━━ Provided material ━━
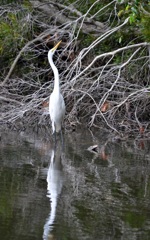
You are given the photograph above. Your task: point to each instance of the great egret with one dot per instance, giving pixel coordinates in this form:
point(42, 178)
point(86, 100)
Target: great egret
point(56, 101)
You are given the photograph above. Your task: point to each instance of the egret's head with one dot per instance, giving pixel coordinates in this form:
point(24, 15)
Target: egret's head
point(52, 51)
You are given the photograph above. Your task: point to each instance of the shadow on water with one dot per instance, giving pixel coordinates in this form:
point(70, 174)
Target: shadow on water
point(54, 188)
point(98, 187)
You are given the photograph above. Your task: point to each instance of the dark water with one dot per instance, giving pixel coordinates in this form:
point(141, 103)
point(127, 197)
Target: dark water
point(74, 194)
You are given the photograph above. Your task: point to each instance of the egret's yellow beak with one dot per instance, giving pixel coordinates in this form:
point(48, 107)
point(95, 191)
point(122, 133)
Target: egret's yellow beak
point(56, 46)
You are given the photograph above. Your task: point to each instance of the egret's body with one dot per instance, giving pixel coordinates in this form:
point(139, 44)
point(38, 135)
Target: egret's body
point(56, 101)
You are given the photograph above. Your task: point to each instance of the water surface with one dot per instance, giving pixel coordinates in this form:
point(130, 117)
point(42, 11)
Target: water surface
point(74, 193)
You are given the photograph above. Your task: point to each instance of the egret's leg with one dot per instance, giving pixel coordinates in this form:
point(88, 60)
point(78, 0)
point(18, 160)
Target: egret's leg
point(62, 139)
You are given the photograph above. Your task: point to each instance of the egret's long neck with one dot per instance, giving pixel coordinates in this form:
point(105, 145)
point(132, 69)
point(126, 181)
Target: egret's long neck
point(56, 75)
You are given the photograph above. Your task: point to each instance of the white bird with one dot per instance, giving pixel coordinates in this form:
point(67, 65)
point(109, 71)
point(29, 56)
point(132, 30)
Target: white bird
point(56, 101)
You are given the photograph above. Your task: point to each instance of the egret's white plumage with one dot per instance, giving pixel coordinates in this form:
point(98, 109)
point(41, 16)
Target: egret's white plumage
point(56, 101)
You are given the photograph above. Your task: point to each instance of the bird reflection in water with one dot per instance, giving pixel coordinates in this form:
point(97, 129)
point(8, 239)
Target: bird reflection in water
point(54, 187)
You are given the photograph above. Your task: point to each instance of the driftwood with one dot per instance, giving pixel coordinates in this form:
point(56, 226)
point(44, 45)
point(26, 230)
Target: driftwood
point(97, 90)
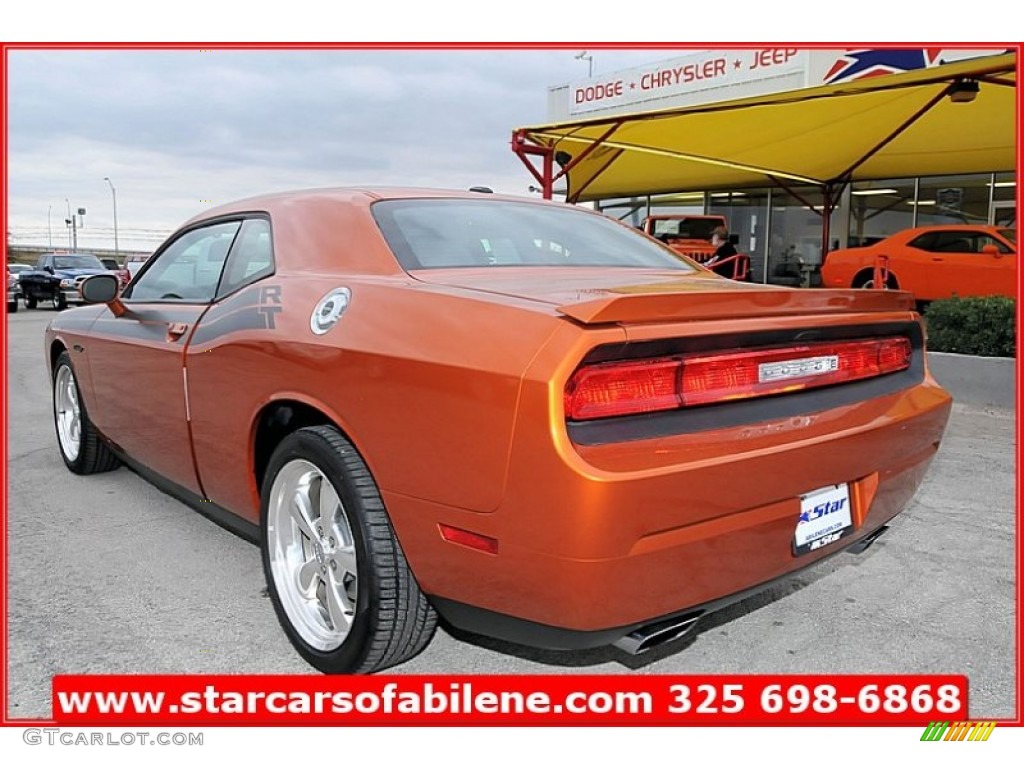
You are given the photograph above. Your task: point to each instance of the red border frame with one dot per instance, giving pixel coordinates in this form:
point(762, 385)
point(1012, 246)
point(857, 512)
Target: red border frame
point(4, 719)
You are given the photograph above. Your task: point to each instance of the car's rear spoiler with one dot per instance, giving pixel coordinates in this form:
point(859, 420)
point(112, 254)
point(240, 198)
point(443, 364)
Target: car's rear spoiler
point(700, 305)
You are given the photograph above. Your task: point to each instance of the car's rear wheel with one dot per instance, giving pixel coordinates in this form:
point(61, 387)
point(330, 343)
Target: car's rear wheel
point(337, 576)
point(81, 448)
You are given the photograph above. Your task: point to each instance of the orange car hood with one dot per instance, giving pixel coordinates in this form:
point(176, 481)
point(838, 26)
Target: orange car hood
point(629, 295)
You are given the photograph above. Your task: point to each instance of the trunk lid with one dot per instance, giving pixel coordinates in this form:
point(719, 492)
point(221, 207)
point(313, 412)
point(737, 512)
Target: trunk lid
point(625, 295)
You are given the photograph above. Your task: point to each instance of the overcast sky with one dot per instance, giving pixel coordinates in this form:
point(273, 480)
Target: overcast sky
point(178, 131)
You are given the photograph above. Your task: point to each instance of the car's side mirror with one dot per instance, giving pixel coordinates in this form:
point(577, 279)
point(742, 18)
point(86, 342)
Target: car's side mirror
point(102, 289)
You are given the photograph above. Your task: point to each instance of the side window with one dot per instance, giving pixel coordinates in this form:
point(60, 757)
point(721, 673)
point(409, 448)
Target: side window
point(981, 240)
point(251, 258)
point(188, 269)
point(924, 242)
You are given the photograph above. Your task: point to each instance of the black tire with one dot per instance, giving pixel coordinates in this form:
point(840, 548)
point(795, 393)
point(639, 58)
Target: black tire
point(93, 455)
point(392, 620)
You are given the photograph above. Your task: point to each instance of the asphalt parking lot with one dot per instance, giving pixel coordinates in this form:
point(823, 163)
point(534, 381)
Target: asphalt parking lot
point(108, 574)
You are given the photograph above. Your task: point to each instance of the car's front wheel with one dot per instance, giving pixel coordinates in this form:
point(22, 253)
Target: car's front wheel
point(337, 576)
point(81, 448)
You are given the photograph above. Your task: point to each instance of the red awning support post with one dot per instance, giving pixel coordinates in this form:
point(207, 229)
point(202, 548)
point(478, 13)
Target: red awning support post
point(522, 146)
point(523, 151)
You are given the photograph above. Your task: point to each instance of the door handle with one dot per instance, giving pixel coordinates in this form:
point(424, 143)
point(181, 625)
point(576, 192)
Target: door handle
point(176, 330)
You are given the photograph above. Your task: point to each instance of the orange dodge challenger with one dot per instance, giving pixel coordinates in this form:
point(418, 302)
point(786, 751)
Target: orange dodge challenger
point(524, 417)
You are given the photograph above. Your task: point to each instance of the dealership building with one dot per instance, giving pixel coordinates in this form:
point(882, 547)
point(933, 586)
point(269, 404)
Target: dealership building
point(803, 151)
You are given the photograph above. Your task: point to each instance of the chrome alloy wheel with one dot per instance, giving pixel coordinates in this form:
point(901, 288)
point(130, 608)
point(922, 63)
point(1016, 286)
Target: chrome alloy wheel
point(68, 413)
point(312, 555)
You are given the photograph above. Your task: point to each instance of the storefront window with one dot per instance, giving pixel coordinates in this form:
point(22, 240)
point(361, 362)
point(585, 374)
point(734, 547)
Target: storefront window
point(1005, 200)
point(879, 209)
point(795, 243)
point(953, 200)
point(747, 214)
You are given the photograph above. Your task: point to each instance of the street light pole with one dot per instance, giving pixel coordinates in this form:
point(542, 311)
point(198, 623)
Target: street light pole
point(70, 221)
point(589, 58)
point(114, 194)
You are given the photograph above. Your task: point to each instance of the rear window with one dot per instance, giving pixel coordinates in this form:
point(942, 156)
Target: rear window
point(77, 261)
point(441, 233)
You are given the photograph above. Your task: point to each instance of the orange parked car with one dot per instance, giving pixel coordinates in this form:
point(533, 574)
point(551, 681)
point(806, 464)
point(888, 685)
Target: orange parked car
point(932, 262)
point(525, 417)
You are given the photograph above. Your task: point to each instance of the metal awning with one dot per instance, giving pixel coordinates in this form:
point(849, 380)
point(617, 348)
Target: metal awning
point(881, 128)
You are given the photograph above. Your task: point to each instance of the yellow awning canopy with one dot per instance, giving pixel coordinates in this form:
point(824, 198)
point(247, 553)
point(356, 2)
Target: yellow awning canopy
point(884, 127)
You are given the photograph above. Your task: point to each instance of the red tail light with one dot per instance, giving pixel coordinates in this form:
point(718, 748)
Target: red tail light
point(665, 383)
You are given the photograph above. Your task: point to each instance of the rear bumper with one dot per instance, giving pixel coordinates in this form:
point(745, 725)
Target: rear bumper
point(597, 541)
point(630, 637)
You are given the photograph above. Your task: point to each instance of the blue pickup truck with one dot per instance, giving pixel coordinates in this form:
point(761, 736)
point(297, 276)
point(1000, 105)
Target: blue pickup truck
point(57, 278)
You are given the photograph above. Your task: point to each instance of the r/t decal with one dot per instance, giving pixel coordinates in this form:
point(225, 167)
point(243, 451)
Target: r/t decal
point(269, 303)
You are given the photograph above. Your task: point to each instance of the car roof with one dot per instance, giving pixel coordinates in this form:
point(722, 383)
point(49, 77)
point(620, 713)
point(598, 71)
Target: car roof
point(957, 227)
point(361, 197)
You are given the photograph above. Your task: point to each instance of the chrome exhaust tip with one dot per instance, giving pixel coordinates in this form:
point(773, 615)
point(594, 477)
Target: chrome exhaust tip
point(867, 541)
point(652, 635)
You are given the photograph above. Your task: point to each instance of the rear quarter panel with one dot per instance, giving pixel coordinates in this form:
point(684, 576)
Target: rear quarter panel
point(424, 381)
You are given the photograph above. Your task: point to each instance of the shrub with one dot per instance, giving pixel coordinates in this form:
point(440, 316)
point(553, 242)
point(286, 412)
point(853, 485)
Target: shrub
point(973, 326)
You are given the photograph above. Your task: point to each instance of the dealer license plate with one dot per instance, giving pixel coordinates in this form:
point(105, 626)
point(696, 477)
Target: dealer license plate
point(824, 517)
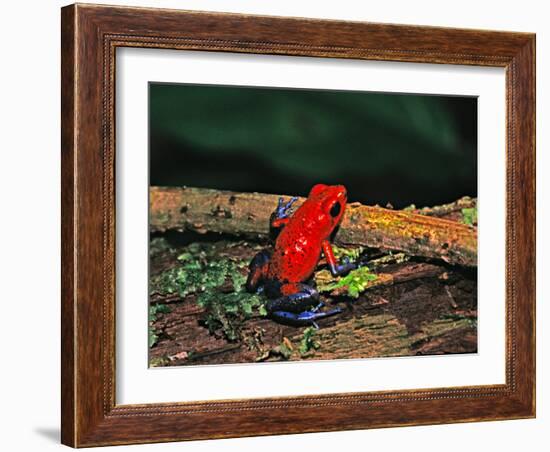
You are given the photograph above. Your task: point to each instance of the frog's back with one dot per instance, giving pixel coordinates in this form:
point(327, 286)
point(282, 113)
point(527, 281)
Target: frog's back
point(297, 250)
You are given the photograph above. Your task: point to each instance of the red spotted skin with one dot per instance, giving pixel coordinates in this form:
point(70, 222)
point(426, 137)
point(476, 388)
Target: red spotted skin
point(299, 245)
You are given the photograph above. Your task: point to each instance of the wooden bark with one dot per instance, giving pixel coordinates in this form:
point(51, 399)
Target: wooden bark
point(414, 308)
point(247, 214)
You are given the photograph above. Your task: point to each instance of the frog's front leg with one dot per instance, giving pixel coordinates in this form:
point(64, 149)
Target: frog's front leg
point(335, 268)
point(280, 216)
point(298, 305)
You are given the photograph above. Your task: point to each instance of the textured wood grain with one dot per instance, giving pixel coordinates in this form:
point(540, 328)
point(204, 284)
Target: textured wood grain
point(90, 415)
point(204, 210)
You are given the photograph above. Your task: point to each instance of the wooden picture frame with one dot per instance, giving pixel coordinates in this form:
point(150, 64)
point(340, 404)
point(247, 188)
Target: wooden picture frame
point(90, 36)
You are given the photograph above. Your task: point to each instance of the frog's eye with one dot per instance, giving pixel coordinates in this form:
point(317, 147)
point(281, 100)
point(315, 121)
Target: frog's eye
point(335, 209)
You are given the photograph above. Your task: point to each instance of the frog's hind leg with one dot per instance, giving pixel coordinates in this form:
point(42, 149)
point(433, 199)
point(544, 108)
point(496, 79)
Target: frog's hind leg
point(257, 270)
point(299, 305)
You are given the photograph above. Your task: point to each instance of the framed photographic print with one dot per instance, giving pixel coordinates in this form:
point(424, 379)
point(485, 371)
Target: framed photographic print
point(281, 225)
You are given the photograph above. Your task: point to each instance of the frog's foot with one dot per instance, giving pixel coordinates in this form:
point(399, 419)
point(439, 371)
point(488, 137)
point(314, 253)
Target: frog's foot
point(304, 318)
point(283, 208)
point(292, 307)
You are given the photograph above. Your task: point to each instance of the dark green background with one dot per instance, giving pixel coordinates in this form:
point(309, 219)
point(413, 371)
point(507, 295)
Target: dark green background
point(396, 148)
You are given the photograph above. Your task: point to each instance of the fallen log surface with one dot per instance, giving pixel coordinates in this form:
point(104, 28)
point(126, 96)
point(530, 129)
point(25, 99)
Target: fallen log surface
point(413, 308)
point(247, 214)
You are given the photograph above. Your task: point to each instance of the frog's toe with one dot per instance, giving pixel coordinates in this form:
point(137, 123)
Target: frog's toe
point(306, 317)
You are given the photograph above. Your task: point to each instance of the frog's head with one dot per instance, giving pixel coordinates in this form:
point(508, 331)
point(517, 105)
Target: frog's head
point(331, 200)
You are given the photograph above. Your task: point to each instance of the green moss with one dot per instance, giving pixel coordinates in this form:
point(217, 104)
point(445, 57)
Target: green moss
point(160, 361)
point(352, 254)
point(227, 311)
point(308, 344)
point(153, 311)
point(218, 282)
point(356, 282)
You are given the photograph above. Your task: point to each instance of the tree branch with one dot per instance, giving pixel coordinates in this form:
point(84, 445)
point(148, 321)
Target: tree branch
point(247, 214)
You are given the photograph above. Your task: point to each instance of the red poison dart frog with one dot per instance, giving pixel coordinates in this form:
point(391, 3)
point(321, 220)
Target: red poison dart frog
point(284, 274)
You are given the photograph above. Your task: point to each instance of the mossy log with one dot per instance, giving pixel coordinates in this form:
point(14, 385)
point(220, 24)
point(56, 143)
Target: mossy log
━━━
Could you rescale the material starting with the line that contains "the rear quarter" and going on through the line that contains "point(973, 326)" by reproducing those lines in full, requests included, with every answer coordinate multiplied by 0.55 and rounded to a whole number, halves up? Leave the coordinates inside the requests and their format samples unchanged.

You are given the photograph above. Your task: point to each instance of the rear quarter panel with one dot per instance, giving pixel coordinates in this form:
point(684, 576)
Target: rear quarter panel
point(233, 210)
You are given the photograph above. Your task: point to each instance of the shrub with one dot per instance, giving pixel coordinates in this form:
point(440, 316)
point(553, 242)
point(286, 412)
point(853, 485)
Target: shrub
point(535, 179)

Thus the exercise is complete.